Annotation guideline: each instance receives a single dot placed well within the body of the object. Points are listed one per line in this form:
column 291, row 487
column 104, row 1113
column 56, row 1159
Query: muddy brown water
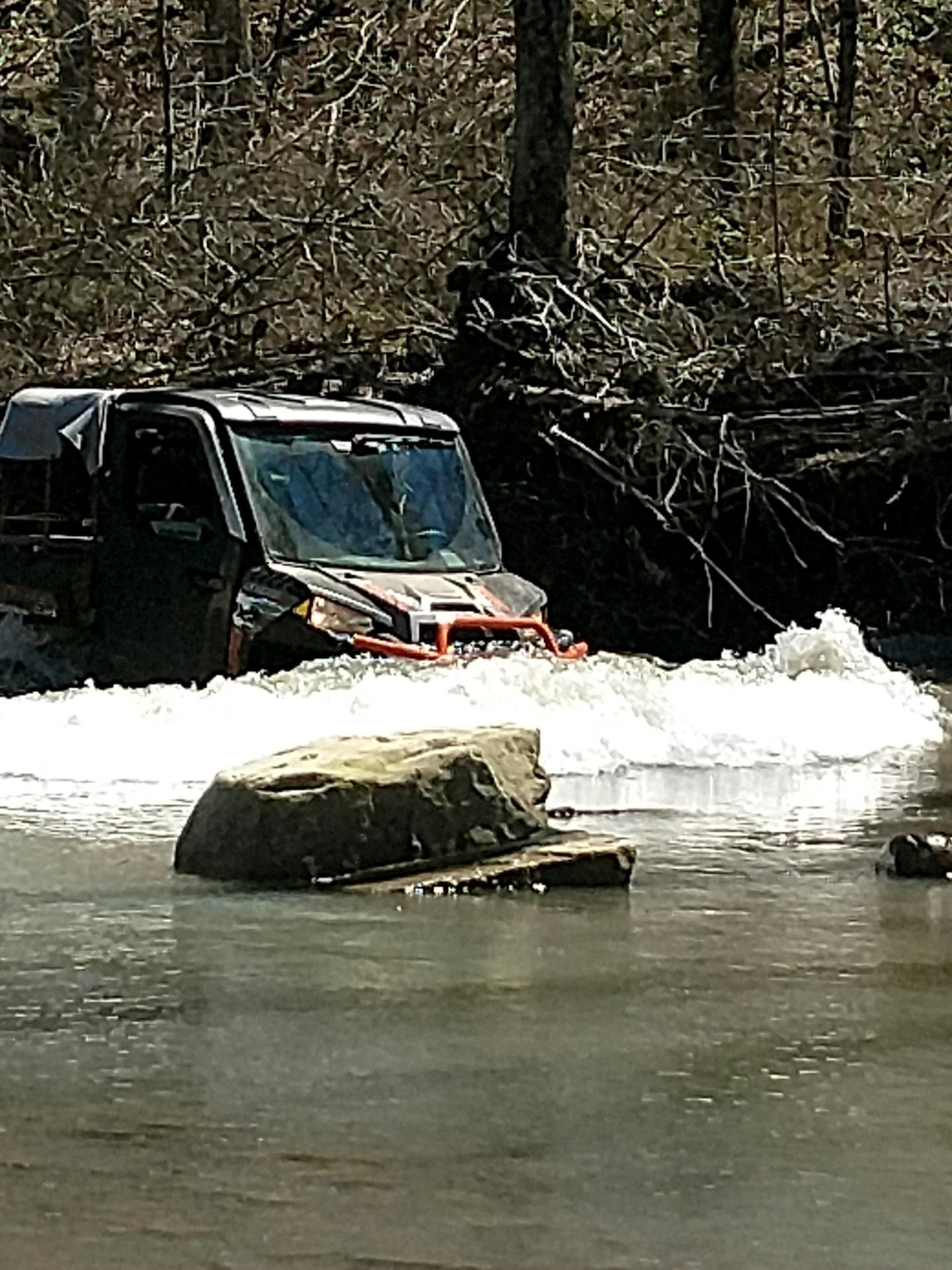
column 742, row 1064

+ + +

* [EXERCISE PROMPT]:
Write out every one of the entries above line for line without altering a character, and leave the pictures out.

* [RESULT OF THIS EXERCISE]:
Annotation guideline: each instance receives a single dot placed well within the body of the object. Points are listed one per line in this form:
column 291, row 487
column 104, row 1113
column 56, row 1159
Query: muddy brown water
column 742, row 1064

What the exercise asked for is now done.